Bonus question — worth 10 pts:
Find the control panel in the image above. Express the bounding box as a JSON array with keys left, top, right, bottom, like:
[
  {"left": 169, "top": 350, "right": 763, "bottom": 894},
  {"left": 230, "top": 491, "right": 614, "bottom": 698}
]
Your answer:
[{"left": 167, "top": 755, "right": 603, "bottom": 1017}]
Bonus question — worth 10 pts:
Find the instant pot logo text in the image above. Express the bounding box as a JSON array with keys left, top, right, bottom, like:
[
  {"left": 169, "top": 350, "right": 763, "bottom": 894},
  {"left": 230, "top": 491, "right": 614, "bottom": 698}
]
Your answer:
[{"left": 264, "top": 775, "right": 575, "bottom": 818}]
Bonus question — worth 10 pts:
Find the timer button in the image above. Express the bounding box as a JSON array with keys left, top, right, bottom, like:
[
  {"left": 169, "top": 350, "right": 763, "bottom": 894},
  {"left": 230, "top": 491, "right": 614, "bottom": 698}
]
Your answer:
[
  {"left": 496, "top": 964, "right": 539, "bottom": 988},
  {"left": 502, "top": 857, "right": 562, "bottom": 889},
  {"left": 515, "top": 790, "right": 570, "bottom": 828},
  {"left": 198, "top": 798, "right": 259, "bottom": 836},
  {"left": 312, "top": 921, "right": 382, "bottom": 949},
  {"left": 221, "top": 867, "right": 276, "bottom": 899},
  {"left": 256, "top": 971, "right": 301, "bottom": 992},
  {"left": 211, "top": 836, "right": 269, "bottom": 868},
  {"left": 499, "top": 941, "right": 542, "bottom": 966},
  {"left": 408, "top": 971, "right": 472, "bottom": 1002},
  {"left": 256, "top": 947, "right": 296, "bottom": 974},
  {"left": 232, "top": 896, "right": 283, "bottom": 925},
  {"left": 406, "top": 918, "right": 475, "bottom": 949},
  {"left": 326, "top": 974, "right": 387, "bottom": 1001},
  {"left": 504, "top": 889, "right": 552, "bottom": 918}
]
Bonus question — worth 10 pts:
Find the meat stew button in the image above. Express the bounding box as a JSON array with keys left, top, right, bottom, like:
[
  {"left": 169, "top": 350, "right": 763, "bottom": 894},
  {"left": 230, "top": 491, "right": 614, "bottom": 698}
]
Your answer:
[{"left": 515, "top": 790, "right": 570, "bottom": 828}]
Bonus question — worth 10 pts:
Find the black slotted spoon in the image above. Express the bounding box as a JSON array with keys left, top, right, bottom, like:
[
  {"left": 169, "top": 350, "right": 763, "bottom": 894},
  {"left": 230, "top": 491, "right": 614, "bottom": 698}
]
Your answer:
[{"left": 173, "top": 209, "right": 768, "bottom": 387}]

> **Stated task**: Count the lines in the material above that contain the word "like". Reply with the number alone.

> **Result**: 5